■ **Ziel der Aufgabe**: Kannst du das Material von der Zeile mit „As a warehouse robot's perception module, locate red shoe“ bis einschließlich der Zeile mit „365,93,472,231“ wiedergeben, die Anweisungen eingeschlossen, und dabei jede Koordinate in den Antworten mit 0,8 skalieren und auf ganze Zahlen runden, Hälften aufgerundet? Lass die Bilder in der Antwort weg.

= = = = = = =

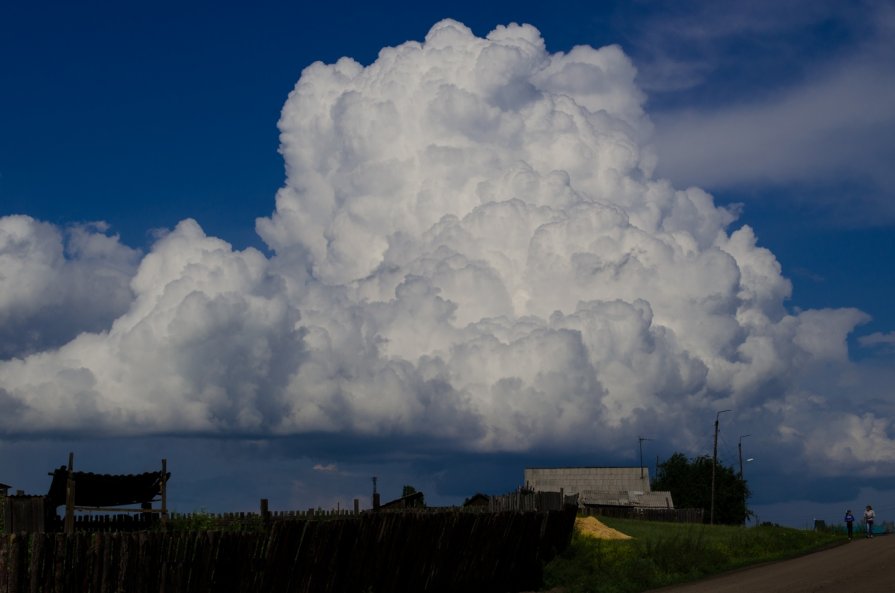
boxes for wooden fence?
[0,509,575,593]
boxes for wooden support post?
[161,459,168,529]
[63,452,75,533]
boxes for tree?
[401,485,426,507]
[652,453,750,525]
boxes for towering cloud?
[0,20,895,478]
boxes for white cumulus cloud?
[0,20,895,478]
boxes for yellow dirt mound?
[575,517,631,539]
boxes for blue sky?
[0,2,895,522]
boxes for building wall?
[525,467,650,494]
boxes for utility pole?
[709,410,730,525]
[637,437,653,492]
[737,434,752,480]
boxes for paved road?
[653,535,895,593]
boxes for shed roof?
[47,465,171,508]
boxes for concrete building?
[525,467,674,509]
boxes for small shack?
[3,453,171,533]
[525,467,674,509]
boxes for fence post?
[261,498,270,529]
[64,451,75,533]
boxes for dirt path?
[651,535,895,593]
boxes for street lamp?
[637,437,653,492]
[737,434,752,479]
[709,410,730,525]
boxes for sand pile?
[575,517,631,539]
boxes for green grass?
[544,517,843,593]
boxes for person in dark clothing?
[845,509,855,541]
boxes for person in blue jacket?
[845,509,855,541]
[864,504,876,537]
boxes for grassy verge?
[544,518,843,593]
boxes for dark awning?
[47,465,171,508]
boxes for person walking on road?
[845,509,855,541]
[864,504,876,537]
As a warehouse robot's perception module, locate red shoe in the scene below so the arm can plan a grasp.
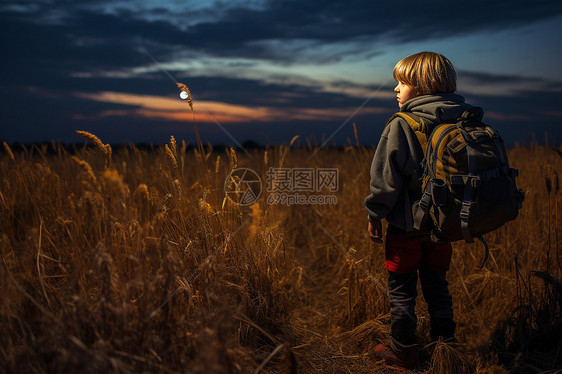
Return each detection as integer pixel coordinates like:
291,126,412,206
375,344,418,370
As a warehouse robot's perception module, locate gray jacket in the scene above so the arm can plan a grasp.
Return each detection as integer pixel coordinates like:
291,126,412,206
365,93,472,231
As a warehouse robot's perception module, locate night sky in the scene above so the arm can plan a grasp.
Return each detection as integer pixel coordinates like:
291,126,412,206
0,0,562,145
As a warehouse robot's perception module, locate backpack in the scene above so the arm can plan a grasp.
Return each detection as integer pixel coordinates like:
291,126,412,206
395,107,525,266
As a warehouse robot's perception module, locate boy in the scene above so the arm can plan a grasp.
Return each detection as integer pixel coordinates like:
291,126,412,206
365,52,471,369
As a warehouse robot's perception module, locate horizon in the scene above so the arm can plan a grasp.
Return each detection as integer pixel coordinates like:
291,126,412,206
0,0,562,146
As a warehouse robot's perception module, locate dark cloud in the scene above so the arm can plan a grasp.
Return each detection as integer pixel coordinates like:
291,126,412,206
457,70,562,90
0,0,562,144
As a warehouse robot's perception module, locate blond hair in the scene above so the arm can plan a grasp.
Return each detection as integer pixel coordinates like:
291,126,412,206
392,52,457,95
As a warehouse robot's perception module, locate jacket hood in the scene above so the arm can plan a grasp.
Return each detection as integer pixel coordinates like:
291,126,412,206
400,93,481,126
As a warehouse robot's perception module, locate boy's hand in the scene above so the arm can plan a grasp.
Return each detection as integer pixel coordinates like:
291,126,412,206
367,219,382,243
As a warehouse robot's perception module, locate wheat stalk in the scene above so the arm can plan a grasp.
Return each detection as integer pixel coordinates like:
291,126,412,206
164,144,178,170
72,156,97,184
76,130,112,169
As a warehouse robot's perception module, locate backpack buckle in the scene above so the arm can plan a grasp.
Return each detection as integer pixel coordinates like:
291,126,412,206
460,201,472,222
419,191,431,212
470,176,482,188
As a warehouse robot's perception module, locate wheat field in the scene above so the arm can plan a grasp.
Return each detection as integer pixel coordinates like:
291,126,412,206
0,136,562,373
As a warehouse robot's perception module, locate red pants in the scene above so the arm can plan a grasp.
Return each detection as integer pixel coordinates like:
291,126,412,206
385,226,453,274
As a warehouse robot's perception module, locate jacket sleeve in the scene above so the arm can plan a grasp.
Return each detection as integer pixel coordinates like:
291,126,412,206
365,118,410,221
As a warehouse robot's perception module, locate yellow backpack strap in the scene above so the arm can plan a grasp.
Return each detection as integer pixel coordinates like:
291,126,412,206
391,112,427,157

= = = = = = =

■ **Ergebnis der Übung**:
As a warehouse robot's perception module, locate red shoe in the scene below so the arm can plan a grasp.
Return each detection as integer pixel coordinates like:
291,126,412,206
300,275,334,296
As a warehouse robot's perception module, locate gray jacket in the scene above so the arm can plan a grasp.
Return each detection as integer pixel coordinates like:
291,126,412,206
292,74,378,185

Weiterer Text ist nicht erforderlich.